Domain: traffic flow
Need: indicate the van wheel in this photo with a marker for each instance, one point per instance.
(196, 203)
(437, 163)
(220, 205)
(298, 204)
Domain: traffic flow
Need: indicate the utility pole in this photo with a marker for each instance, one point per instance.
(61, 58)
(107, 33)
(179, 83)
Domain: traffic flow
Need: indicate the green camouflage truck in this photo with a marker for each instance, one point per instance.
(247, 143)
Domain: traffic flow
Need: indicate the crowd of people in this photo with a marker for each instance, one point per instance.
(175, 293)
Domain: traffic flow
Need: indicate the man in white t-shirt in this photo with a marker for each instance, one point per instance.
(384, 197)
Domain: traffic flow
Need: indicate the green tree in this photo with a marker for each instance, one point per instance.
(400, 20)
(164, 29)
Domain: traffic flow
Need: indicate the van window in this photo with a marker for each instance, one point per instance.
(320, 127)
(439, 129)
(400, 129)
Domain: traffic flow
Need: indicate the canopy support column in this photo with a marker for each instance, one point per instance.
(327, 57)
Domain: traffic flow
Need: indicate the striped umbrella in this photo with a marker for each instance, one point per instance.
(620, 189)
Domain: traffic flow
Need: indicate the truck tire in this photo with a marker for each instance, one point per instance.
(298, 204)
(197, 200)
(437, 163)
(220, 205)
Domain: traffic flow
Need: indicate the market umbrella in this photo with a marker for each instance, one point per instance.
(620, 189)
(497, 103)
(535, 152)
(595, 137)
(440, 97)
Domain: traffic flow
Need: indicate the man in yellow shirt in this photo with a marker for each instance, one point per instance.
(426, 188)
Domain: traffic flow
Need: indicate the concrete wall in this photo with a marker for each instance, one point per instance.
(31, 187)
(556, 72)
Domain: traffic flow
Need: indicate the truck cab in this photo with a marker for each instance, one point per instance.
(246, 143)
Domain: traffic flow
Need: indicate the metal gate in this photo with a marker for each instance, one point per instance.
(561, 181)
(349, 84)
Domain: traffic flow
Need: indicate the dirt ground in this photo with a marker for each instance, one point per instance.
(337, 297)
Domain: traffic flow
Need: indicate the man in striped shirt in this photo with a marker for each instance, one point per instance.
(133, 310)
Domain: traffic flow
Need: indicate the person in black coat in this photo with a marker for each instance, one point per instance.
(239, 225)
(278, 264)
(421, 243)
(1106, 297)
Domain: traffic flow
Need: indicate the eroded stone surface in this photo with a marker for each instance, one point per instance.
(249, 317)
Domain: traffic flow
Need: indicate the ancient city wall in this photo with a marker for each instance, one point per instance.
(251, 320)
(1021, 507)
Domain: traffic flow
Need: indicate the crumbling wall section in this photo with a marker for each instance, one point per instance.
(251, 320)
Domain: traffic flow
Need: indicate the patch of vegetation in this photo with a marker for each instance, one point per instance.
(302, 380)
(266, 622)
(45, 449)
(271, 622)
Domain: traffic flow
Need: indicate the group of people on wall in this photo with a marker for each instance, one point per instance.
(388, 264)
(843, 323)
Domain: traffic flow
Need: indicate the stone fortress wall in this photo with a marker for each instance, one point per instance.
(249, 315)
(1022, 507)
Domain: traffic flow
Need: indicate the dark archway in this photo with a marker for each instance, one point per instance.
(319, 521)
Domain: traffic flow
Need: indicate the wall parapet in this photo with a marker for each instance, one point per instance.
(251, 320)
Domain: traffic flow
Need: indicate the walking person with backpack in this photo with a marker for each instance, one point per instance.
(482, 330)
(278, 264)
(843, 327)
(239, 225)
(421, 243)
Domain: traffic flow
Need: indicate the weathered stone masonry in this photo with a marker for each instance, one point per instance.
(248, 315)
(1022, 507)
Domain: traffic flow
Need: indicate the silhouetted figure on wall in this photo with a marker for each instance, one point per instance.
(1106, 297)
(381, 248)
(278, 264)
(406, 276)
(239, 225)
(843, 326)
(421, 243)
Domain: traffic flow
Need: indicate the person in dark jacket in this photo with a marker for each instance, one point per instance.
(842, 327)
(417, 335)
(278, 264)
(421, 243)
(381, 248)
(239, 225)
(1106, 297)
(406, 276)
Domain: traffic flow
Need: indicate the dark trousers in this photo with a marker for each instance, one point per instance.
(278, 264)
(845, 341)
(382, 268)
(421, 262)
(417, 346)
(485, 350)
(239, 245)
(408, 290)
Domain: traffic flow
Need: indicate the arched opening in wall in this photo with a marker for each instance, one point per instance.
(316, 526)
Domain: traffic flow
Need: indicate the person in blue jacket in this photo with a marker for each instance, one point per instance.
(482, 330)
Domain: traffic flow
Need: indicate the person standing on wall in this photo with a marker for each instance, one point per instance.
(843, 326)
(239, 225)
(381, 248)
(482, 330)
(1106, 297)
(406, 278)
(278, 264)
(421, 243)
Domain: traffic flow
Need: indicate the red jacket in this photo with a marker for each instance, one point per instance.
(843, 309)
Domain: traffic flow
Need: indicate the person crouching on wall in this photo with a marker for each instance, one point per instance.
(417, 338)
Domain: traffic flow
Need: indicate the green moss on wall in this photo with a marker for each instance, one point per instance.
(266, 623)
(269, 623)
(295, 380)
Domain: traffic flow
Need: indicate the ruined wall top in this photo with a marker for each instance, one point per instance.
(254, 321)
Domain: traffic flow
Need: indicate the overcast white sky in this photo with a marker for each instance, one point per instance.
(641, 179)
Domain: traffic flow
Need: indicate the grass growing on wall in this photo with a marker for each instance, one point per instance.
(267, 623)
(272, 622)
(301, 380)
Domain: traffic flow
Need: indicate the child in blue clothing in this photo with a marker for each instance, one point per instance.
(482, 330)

---------------

## How to complete this task
All records above must be printed again, exactly.

## Result
Domain: traffic flow
Need: indicate the van wheel in this photo with a marker for each instance, one point per instance.
(196, 203)
(437, 163)
(220, 205)
(298, 204)
Domain: traffic flow
Need: indicate the utility pole in this photo with a marker for each instance, one point per instance.
(61, 58)
(107, 33)
(179, 83)
Domain: traffic flow
Need: indicate the green camouflage truck in this photo with a marker for each instance, one point per instance.
(247, 143)
Domain: traffic flow
Need: indicate the crowd of people in this photo with a marker for each instance, one point per instance.
(175, 293)
Domain: traffic flow
Need: indicate the man in white t-shirt in this photo with a marker for each instance, one point per instance.
(384, 197)
Domain: traffic flow
Need: indicate the green tree in this photo with a marker for each instance, one point per instance.
(400, 20)
(164, 29)
Domain: traffic flow
Need: indicate the van window in this photo with a marker for each instance, one point per instance.
(320, 127)
(439, 129)
(400, 129)
Domain: traffic flow
Need: indicate the canopy support column in this photo with a marker for each instance, one point per instance.
(327, 57)
Domain: traffic flow
Need: indicate the striped umbrella in this photo with a marker for each instance, one point per instance.
(620, 189)
Domain: traffic flow
Need: indicate the truck tire in this photo with a marker for each instance, one point per instance.
(298, 204)
(197, 200)
(437, 163)
(220, 205)
Domain: traffic flow
Need: indicate the market umbrella in this photo with a marker for each instance, one point per instance.
(620, 189)
(497, 103)
(535, 152)
(595, 137)
(440, 97)
Domain: traffic flow
Need: indicate the man in yellow shirt in this photo with a marker for each instance, one point per instance.
(426, 188)
Domain: traffic flow
Need: indicate the concrete wall in this photo with a marker for each instance, one point per instance.
(31, 187)
(556, 72)
Domain: traffic flow
Need: indicate the truck cab in this photo with a marker for each instance, one point per instance.
(246, 143)
Domain: traffic flow
Need: indicate the metal gate in this photo with a marker for each instance, one point per instance.
(561, 181)
(349, 84)
Domain: traffic flow
Need: indicate the dirt ground in this photo with a marker for each instance, one point per instance.
(337, 297)
Domain: traffic flow
Need: indicate the man in striped shirt in this photo with a marker for each instance, one point per instance.
(133, 310)
Domain: traffic flow
Need: indicate the person in black coat in this photo with a marker for each instance, one point per instance.
(239, 225)
(278, 264)
(421, 243)
(1106, 297)
Domain: traffic flow
Need: indicate the eroded stone surface in this photo with a marker for each instance, one point per instance.
(249, 317)
Domain: traffic flow
Need: indicate the ancient city wall in this photo with a marker for each instance, one point per instance.
(251, 320)
(1021, 507)
Domain: traffic flow
Need: indicate the crumbling wall section in this photo with a marker for each instance, one point per instance.
(251, 320)
Domain: traffic flow
Need: indicate the patch of vegetation in this photo with a marker for each instance, one point per instance.
(302, 380)
(266, 622)
(45, 449)
(271, 622)
Domain: traffic flow
Need: indicate the group of people on wall in this photo with a marker for each instance, one point per instance.
(388, 264)
(843, 323)
Domain: traffic flow
Need: indicate the stone fortress wall in this photo with a marker for each instance, one point per instance.
(249, 315)
(1022, 507)
Domain: traffic flow
Need: indicate the dark archway in this photo with a marker for each instance, one point per instance.
(319, 521)
Domain: traffic flow
Need: indicate the wall parapet in this photo with a marker for each instance, one point per instance.
(251, 320)
Domain: traffic flow
Need: indicate the walking person with backpack in this photo with a marker for each instance, one point per instance.
(482, 330)
(278, 264)
(843, 327)
(239, 225)
(421, 243)
Domain: traffic flow
Need: indicate the weathered stone masonry in this photo with a marker for each instance, one point per instance.
(248, 315)
(1022, 507)
Domain: traffic flow
Need: indicate the silhouetted figure on wall in this photo with a marker for each instance, one point per instance.
(1106, 297)
(381, 248)
(278, 264)
(406, 276)
(239, 225)
(843, 326)
(421, 243)
Domain: traffic flow
Need: indicate the person in dark jacket in this photo with a marker for each instance, one point per instance.
(842, 327)
(417, 335)
(278, 264)
(421, 243)
(381, 248)
(239, 225)
(1106, 297)
(406, 276)
Domain: traffic flow
Need: indicate the dark trousers in this photo with a marker for each instance, one point per instance.
(278, 264)
(845, 341)
(382, 268)
(421, 262)
(417, 346)
(485, 350)
(239, 245)
(408, 290)
Domain: traffic flow
Need: indicate the arched opening in wall in this photo with a marker for each instance, one point per instance.
(316, 526)
Domain: traffic flow
Need: indicate the person in blue jacket in this photo with a marker for each instance, one point per instance.
(482, 330)
Domain: traffic flow
Need: indicate the person standing on wall in this photo with a marker for each instance, one point per instance.
(843, 326)
(239, 225)
(381, 248)
(482, 330)
(1106, 297)
(406, 278)
(278, 264)
(421, 243)
Domain: traffic flow
Need: indicate the red jacket in this photo with a marker for each instance, one point per instance.
(843, 309)
Domain: traffic flow
Need: indicate the person crouching on wall in this photo with a marker for each instance, one point per instance.
(417, 338)
Domain: traffic flow
Need: indicate the green moss on wall in this photo with a marker for each instance, one point per instance.
(266, 623)
(269, 623)
(295, 380)
Domain: traffic flow
Need: indicate the ruined wall top in this photo with a marker for each instance, one point per instance.
(254, 321)
Domain: traffic flow
Need: indicate the overcast white sky in this photo with a marker for each instance, one point per instance.
(641, 179)
Domain: traffic flow
Need: indicate the grass growing on wall in this photo with a marker for each instance, one point per instance.
(267, 623)
(272, 622)
(301, 380)
Domain: traffic flow
Need: indicate the child in blue clothing in this photo with a marker for each instance, one point per instance.
(482, 330)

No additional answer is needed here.